___ Selected passage

Kevin De Leon has always been a prolific fundraiser and had relied heavily on donations from corporations and from labor. He apparently felt he could continue to rely on these contributors for his Senate race. He even opened a Super PAC to help with this plan. But openly contributing to De Leon or a PAC associated with him represents quite a risk for corporations wanting to remain in good standing with Feinstein and her political network. Indeed, his SuperPAC lays empty. De Leon had also hoped that he would be able to transfer the money laying on his state campaign accounts to a PAC that would then support his campaign for US Senate, something that experts doubted would be legal. He did, indeed, transfer $477K from his Lieutenant Governor campaign account and $723K from his State Senate account to the “Golden State Progress” PAC a couple of days before announcing his run for US Senate. These funds, however, were recently returned to the original state campaign accounts.
Meanwhile, De Leon’s reliance on donations from corporations has raised distrust with many in the anti-corporate/Berniecrat wing of the Democratic Party, not eager to replace a corporate senator like Feinstein with another one.

______

§ **Activity 1**: Print the records verbatim, from their start through the line containing "box: [135, 73, 443, 396]".
§ **Activity 2**: Give what follows in the passage on Kevin De Leon's Senate campaign funding, picking up after its final sentence.

___ Supplied data

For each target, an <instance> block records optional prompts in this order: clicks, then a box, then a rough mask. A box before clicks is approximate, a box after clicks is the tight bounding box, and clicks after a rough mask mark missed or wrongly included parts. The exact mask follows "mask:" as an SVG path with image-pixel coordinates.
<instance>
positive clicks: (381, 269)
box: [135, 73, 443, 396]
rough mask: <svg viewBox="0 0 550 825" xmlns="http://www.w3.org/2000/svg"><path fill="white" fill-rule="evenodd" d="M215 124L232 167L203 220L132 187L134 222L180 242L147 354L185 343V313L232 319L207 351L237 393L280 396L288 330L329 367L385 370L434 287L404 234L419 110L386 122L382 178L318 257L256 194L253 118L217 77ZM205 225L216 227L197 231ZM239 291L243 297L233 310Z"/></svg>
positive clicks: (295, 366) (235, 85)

______

§ **Final answer 1**:
For each target, an <instance> block records optional prompts in this order: clicks, then a box, then a rough mask. A box before clicks is approximate, a box after clicks is the tight bounding box, and clicks after a rough mask mark missed or wrongly included parts. The exact mask follows "mask:" as an SVG path with image-pixel coordinates.
<instance>
positive clicks: (381, 269)
box: [135, 73, 443, 396]

§ **Final answer 2**:
This scandal has been mostly forgotten, but the word in political and legal circles is that there is additional material that incriminates De Leon. Political insiders believe that the Feinstein camp is waiting until the end of the filing period before releasing such material to the media, if they have indeed acquired it. Of course, at this point it’s only speculation that the material exists and that it will be leaked.
Even if he manages to avoid this scandal from spilling over, Kevin De Leon’s best, and perhaps only, hope of keeping his campaign alive is to obtain the endorsement of the California Democratic Party (CDP), which is meeting for a statewide endorsing convention in San Diego at the end of February. As the endorsed candidate, De Leon’s could ask his corporate and labor donors to make financial contributions to the CDP. instead of De Leon’s campaign. De Leon could dictate how the money would be spent, including on mailers and TV ads for himself. These contributions would be reported as contributions to the Party, and mixed in with the contributions earmarked for many dozens other endorsees, making it practically impossible to tie any particular donor to De Leon. While this is not strictly legal, there are few paper trails and the Party has managed to escape serious sanctions for these actions election after election.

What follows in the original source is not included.